• **CHALLENGE**: Copy the records below exactly, omitting any pictures they contain.

• **SOURCE DATA**:
>> begin

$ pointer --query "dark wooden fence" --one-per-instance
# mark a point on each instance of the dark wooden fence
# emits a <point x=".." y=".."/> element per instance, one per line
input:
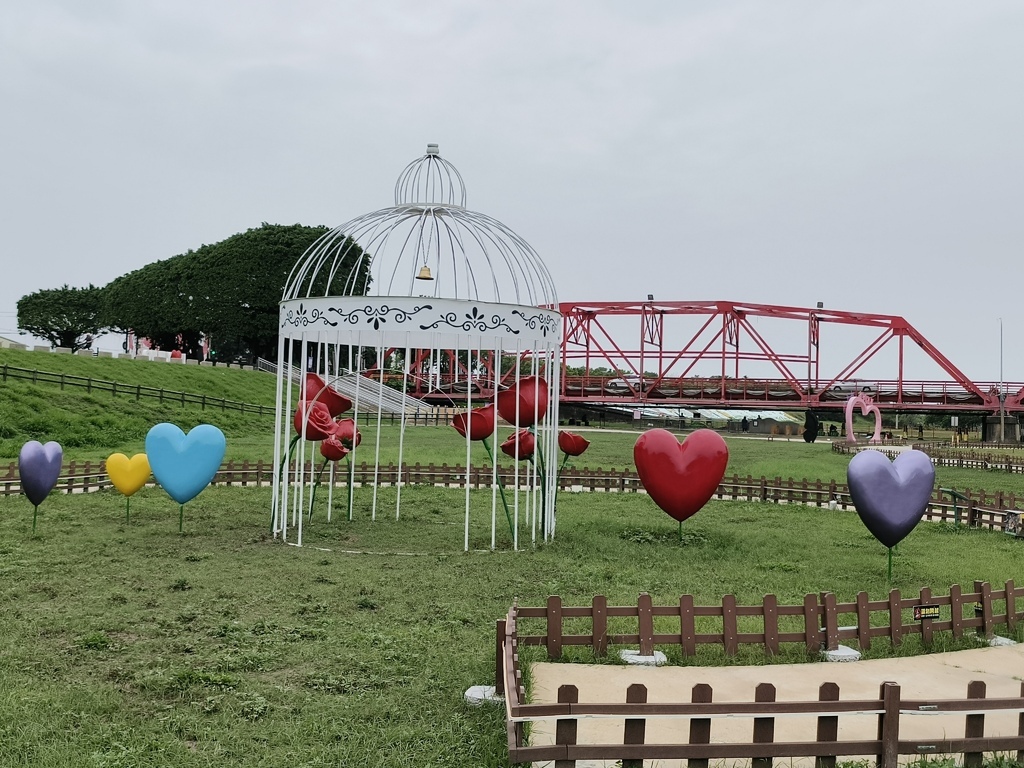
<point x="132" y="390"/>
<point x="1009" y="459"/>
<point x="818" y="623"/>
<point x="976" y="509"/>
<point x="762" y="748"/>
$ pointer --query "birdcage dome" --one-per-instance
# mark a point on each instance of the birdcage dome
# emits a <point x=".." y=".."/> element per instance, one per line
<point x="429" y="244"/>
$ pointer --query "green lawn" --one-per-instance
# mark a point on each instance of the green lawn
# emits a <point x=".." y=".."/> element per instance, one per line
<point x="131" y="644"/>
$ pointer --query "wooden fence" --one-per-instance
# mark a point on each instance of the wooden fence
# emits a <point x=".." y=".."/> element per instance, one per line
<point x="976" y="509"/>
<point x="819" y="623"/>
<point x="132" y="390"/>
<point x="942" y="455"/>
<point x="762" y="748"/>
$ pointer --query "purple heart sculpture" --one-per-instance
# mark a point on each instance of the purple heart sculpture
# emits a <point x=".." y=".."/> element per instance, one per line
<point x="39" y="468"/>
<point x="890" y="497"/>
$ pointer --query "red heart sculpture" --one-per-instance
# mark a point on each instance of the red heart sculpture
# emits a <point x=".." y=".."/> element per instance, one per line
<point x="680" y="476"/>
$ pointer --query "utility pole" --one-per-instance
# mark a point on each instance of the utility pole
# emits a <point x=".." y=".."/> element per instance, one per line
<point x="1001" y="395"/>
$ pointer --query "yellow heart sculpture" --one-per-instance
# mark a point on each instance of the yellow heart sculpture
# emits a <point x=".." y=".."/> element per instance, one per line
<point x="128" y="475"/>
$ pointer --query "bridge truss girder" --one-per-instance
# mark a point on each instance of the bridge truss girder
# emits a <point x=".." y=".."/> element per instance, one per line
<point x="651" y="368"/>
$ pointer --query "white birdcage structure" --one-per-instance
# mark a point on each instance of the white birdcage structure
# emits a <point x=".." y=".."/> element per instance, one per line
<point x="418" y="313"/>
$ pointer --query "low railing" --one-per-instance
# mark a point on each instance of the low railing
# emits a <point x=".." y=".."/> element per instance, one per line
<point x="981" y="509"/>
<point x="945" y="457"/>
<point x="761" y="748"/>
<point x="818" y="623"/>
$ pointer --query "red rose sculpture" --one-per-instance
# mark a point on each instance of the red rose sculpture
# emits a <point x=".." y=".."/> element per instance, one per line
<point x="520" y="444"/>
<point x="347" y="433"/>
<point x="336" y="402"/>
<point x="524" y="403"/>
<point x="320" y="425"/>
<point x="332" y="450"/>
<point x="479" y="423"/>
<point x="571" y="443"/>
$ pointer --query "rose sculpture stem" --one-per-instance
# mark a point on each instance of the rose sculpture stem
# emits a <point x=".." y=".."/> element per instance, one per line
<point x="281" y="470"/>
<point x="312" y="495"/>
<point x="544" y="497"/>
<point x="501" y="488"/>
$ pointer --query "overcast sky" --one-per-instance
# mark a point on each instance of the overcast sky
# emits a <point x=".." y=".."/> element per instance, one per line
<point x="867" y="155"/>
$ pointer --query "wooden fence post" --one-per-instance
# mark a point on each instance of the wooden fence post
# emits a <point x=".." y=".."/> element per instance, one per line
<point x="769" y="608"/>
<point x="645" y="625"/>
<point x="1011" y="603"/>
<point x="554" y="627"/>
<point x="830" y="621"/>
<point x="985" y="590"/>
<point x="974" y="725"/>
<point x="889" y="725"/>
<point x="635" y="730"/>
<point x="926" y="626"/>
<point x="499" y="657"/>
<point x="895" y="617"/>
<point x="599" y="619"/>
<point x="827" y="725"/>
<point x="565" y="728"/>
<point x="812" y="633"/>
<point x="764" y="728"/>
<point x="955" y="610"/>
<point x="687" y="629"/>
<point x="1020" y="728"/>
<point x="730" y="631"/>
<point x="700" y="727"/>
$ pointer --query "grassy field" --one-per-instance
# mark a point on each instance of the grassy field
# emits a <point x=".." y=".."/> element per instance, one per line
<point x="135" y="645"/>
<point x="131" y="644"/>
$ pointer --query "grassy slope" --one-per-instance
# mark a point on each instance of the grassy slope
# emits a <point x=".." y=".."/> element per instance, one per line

>> end

• **RESULT OF THE EXERCISE**:
$ pointer --query "dark wooden fence" --one-per-instance
# mark a point on each instance of the dark wooden fence
# emits a <point x=".." y=".."/> element per instance, one per line
input:
<point x="132" y="390"/>
<point x="1009" y="459"/>
<point x="818" y="623"/>
<point x="976" y="509"/>
<point x="762" y="748"/>
$ pointer --query "birdcage dome" --one-per-instance
# mark a point on each instance of the birdcage dome
# emits a <point x=".." y=".."/> element per instance, one per line
<point x="429" y="244"/>
$ pointer --query "green lawn" --one-per-instance
# mark a point on each instance of the green lawn
# emits a <point x=".." y=".."/> element per instance, one per line
<point x="131" y="644"/>
$ pointer --query "wooden fence" --one-per-instance
# mark a point on each instance of the wooden fence
# emits a <point x=".." y=".."/> element per instance, one per line
<point x="976" y="509"/>
<point x="819" y="623"/>
<point x="132" y="390"/>
<point x="942" y="455"/>
<point x="762" y="748"/>
$ pointer --query "purple heart sculpture" --one-per-instance
# mark a point on each instance of the purple heart sculpture
# emits a <point x=".." y=".."/> element per instance, one per line
<point x="39" y="468"/>
<point x="890" y="497"/>
$ pointer --query "red heart sculpture" --one-per-instance
# mark a point on each instance of the red heart sculpture
# emits a <point x=".." y=".."/> element per instance, one per line
<point x="680" y="476"/>
$ pointer --query "utility pole" --one-per-instance
# mark a point on each instance of the utility pole
# emits a <point x=".." y=".."/> element per instance, one per line
<point x="1001" y="395"/>
$ pointer --query "yellow heart sculpture" --one-per-instance
# mark a point on each instance of the yellow heart sculpture
# emits a <point x=".." y=".."/> element per instance, one per line
<point x="128" y="475"/>
$ pointer --query "bridge truss girder" --one-per-instance
# mark a point on each instance of the bridge truss girder
# emits a <point x=".." y=".."/> element per instance, one per line
<point x="651" y="368"/>
$ pointer --query "white birdcage structure" --one-per-instance
# mark a point on each instance of the white birdcage structure
# emits a <point x=".." y=".."/> element per instance, one per line
<point x="418" y="313"/>
$ pointer --query "low railing" --one-per-instance
# mark a point on each instance of the low railing
# emits a <point x=".." y=".."/> element per instance, one per line
<point x="981" y="509"/>
<point x="945" y="457"/>
<point x="761" y="748"/>
<point x="818" y="623"/>
$ pointer --query "red rose sculpture" --one-per-instance
# mark a point on each instance of the red rose sculpture
# emits a <point x=".." y=".."/> element per instance, one per line
<point x="520" y="444"/>
<point x="347" y="433"/>
<point x="336" y="402"/>
<point x="524" y="403"/>
<point x="320" y="425"/>
<point x="332" y="450"/>
<point x="479" y="423"/>
<point x="571" y="443"/>
$ pointer --query "rose sculpture stem" --one-per-instance
# mark a point on each instance of the rose sculpture stem
# emits a <point x=".." y=".."/> element per instance, one per line
<point x="281" y="470"/>
<point x="312" y="495"/>
<point x="544" y="497"/>
<point x="501" y="488"/>
$ pointer --query "overcast sky" --one-per-instance
# mark a point on each instance of the overcast sky
# emits a <point x=".." y=".."/> element per instance, one per line
<point x="867" y="155"/>
$ pointer --query "wooden fence post" --one-per-instance
# mark a point on each instance of the wooden fence post
# emits a <point x=".." y=".."/> element per instance, one per line
<point x="769" y="608"/>
<point x="645" y="625"/>
<point x="1011" y="603"/>
<point x="554" y="627"/>
<point x="830" y="621"/>
<point x="985" y="590"/>
<point x="974" y="725"/>
<point x="889" y="725"/>
<point x="635" y="730"/>
<point x="926" y="626"/>
<point x="499" y="657"/>
<point x="895" y="617"/>
<point x="599" y="619"/>
<point x="827" y="725"/>
<point x="565" y="728"/>
<point x="812" y="633"/>
<point x="764" y="728"/>
<point x="955" y="610"/>
<point x="687" y="629"/>
<point x="1020" y="728"/>
<point x="730" y="631"/>
<point x="700" y="727"/>
$ pointer --query "grassy field" --one-per-instance
# mark a point on each instance of the grassy field
# emits a <point x=".." y=".."/> element per instance, one per line
<point x="135" y="645"/>
<point x="131" y="644"/>
$ pointer --query "grassy slope" --one-per-instance
# mark a point on each instance of the grassy slope
# emits a <point x=".." y=".."/> element per instance, one per line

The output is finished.